● **Task directions**:
Reproduce the passage of the corner-detection excerpt starting at "Numeric aggregates live" and ending at "INFO-level JSON spans.".

● **Excerpt**:
== Segment start ==

5.2 Accuracy vs OpenCV

The OpenCV cornerHarris gives the following result:

Here is the result of the OpenCV findChessboardCornersSB function:

Harris pixel-level feature detection took 3.9 ms. The final result is obtained by using the cornerSubPix and manual merge of duplicates. Chessboard detection took about 115 ms. The ChESS detector is much faster as is evident from the previous section. Also, it provides corner orientation that can be handy for a grid reconstruction.

Below we compare the ChESS corners location with the two classical references. We took all images from the Chessboard Pictures for Stereocamera Calibration public repository as input. Below are distributions of pairwise distances between corresponding features:

Harris vs ChESS: 0.24 pix
Chessboard vs ChESS: 0.21 pix
Harris vs Chessboard: 0.12 pix

It is important that the offsets are not biased:

Mean values are much smaller than standard deviation.

5.3 ML refiner (synthetic evaluation)

The ML refiner was trained and evaluated on synthetic corner patches generated by the tooling under tools/ml_refiner:

The generator renders a canonical chessboard corner, applies random homographies, blur, and noise, then labels each patch with a subpixel offset (dx, dy) and a confidence score derived from the distortion severity. The model predicts [dx, dy, conf_logit] on normalized patches (uint8 / 255.0). The current Rust path ignores the confidence output and applies offsets directly (confidence is used during training/evaluation only).

Training and evaluation steps:

Generate synthetic datasets with tools/ml_refiner/synth/generate_dataset.py.
Train the refiner with tools/ml_refiner/train.py (regression on positives, confidence on all samples).
Compare to OpenCV cornerSubPix via tools/ml_refiner/eval/compare_opencv.py, which writes a JSON summary and plots for CDF and error vs noise/blur severity.

Updated results (synthetic data):

Numeric aggregates live in book/src/img/ml_summary.json (exported by the evaluation scripts).

On this synthetic benchmark, the ML refiner shows substantially tighter error distributions than OpenCV cornerSubPix, especially under noise and blur. This does not yet guarantee real-world performance; realistic datasets still need to be tested.

Timing note (single-scale on testimages/mid.png, 77 corners):

Classic refinement: ~0.6 ms
ML refinement: ~23.5 ms

The ML path trades speed for precision, so use it selectively (e.g., for off-line calibration or when accuracy is paramount).

5.4 Tracing and diagnostics

Build with the tracing feature (the perf script does this) to emit INFO-level JSON spans.

== Segment end ==

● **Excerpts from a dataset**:
== Segment start ==

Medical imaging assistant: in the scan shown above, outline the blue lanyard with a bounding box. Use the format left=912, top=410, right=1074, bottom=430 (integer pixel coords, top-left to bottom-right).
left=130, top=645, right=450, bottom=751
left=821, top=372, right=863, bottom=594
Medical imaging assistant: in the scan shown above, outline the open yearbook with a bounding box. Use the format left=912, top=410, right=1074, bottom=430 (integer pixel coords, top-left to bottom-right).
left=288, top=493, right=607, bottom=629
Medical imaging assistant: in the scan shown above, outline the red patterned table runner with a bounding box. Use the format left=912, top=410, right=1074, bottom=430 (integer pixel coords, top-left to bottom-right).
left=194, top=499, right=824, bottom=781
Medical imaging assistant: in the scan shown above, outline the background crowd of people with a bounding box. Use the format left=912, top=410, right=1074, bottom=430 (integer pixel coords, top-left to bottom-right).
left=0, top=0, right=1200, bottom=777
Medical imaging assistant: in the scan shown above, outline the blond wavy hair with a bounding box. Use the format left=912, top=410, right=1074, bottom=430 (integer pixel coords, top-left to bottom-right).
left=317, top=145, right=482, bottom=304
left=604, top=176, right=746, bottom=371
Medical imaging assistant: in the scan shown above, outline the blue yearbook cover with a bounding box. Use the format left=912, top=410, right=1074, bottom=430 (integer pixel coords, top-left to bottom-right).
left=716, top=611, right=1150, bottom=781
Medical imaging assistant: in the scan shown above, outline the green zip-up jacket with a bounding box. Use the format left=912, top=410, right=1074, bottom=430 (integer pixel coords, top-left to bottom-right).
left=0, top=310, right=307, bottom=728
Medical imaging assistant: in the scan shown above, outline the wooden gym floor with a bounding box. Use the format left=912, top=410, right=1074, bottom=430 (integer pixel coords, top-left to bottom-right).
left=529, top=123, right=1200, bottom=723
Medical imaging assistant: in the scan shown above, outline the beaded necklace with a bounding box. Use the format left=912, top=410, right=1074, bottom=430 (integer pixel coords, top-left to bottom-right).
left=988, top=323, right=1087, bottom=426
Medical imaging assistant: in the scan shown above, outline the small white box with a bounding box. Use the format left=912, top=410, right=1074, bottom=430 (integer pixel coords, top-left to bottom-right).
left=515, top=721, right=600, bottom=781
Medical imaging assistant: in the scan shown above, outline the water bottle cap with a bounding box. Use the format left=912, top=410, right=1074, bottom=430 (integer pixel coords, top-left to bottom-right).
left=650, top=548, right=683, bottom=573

== Segment end ==

● **Solution**:
Numeric aggregates live in book/src/img/ml_summary.json (exported by the evaluation scripts).

On this synthetic benchmark, the ML refiner shows substantially tighter error distributions than OpenCV cornerSubPix, especially under noise and blur. This does not yet guarantee real-world performance; realistic datasets still need to be tested.

Timing note (single-scale on testimages/mid.png, 77 corners):

Classic refinement: ~0.6 ms
ML refinement: ~23.5 ms

The ML path trades speed for precision, so use it selectively (e.g., for off-line calibration or when accuracy is paramount).

5.4 Tracing and diagnostics

Build with the tracing feature (the perf script does this) to emit INFO-level JSON spans.